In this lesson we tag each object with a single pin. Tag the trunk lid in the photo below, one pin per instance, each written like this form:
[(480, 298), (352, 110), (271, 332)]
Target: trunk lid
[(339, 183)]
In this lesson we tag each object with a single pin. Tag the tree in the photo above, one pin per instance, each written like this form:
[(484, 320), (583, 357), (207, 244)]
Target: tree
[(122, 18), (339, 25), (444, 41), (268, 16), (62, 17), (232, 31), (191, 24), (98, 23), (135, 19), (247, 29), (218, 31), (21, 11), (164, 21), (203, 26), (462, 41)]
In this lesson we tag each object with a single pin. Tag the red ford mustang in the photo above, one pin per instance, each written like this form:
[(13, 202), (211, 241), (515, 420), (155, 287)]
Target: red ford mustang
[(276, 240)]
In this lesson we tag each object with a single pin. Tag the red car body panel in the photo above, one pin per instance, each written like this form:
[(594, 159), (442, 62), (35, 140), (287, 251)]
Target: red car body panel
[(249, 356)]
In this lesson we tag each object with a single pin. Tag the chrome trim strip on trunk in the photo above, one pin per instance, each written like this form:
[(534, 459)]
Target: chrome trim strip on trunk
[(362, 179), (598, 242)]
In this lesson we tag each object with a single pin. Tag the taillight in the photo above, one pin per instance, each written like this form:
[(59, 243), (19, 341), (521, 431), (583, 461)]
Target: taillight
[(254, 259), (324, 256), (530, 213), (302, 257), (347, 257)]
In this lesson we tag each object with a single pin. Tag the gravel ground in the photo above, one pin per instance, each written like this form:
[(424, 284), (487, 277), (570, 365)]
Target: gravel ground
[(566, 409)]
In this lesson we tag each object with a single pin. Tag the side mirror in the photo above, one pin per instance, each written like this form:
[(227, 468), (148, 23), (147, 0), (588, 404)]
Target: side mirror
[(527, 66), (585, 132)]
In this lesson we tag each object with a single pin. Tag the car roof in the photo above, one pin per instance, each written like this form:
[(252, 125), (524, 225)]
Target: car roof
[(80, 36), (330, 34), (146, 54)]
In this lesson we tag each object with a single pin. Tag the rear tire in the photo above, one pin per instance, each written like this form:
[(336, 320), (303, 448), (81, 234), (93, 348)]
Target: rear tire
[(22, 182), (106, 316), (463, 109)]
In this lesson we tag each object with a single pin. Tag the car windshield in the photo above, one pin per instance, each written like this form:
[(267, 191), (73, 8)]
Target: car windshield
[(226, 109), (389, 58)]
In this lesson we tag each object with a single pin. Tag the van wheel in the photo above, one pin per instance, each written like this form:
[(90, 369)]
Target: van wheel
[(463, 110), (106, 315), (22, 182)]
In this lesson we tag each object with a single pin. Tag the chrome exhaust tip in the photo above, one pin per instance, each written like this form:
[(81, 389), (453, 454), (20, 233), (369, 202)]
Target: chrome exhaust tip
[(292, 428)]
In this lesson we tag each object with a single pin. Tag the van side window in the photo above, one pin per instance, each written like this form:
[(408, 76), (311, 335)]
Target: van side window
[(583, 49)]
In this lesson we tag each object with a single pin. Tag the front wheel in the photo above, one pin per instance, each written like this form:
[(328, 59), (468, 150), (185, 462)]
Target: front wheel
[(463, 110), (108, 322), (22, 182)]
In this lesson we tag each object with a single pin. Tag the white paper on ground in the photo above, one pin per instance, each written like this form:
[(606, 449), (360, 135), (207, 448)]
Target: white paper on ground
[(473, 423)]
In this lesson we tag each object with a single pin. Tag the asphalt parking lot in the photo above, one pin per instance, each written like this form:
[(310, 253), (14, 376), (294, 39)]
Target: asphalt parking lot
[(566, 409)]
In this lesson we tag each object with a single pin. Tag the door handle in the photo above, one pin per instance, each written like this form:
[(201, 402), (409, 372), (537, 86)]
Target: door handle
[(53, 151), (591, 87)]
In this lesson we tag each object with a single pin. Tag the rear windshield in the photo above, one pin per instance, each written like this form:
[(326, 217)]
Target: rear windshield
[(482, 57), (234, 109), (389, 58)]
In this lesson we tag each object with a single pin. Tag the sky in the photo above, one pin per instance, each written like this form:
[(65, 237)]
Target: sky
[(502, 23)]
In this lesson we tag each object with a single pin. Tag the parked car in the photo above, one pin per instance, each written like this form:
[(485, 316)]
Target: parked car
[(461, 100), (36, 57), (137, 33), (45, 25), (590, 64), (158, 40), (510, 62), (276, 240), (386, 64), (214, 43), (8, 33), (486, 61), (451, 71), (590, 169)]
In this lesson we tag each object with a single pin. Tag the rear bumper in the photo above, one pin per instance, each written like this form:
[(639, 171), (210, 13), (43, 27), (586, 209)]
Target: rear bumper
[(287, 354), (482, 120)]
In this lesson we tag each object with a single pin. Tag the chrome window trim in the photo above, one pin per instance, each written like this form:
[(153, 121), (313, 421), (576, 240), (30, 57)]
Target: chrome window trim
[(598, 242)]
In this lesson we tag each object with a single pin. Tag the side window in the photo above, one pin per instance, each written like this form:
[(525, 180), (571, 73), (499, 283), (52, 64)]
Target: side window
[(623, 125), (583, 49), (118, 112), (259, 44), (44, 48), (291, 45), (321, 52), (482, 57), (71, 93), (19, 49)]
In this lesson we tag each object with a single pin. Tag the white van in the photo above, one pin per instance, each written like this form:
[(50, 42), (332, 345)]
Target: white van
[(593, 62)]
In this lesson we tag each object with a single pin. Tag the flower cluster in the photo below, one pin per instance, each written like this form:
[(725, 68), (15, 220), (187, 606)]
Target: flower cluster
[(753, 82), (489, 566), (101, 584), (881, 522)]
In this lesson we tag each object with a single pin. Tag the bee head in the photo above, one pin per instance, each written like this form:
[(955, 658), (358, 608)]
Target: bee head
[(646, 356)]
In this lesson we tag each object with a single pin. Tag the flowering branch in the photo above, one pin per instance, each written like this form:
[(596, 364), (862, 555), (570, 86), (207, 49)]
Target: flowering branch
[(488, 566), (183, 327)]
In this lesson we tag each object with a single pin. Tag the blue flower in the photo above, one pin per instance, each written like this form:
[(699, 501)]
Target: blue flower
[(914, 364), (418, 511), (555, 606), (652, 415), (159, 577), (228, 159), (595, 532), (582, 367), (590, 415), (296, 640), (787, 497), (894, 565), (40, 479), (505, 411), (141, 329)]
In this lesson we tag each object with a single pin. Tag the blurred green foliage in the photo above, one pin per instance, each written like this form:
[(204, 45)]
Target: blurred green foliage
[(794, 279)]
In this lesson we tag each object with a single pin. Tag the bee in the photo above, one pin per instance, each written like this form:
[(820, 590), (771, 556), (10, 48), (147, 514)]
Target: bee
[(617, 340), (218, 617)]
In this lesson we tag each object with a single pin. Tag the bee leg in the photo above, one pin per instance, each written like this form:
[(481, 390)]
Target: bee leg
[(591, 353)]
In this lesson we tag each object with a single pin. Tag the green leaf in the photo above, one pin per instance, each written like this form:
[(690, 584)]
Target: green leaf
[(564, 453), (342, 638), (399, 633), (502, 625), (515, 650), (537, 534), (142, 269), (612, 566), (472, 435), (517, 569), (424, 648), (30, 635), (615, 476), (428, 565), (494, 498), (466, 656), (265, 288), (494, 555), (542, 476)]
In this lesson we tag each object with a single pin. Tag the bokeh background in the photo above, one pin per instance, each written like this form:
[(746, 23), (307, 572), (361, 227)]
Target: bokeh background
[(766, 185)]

===

## Given exercise
Please print the entries above again word for word, starting with the line containing "the car roof" and going on through the line containing "[(22, 182), (106, 316), (463, 109)]", both included.

## Worked answer
In this lesson we tag each object with a single pin. Tag the car roof in the photo above, one pin per instance, each written like this form:
[(252, 125), (524, 225)]
Target: car roof
[(80, 36), (330, 34), (146, 54)]
In this lesson we tag each object with a single pin. Tag the rear tire in the photo above, one pin per instance, each written like this form:
[(336, 320), (303, 448), (81, 234), (93, 348)]
Target: rear tire
[(22, 182), (106, 316), (463, 109)]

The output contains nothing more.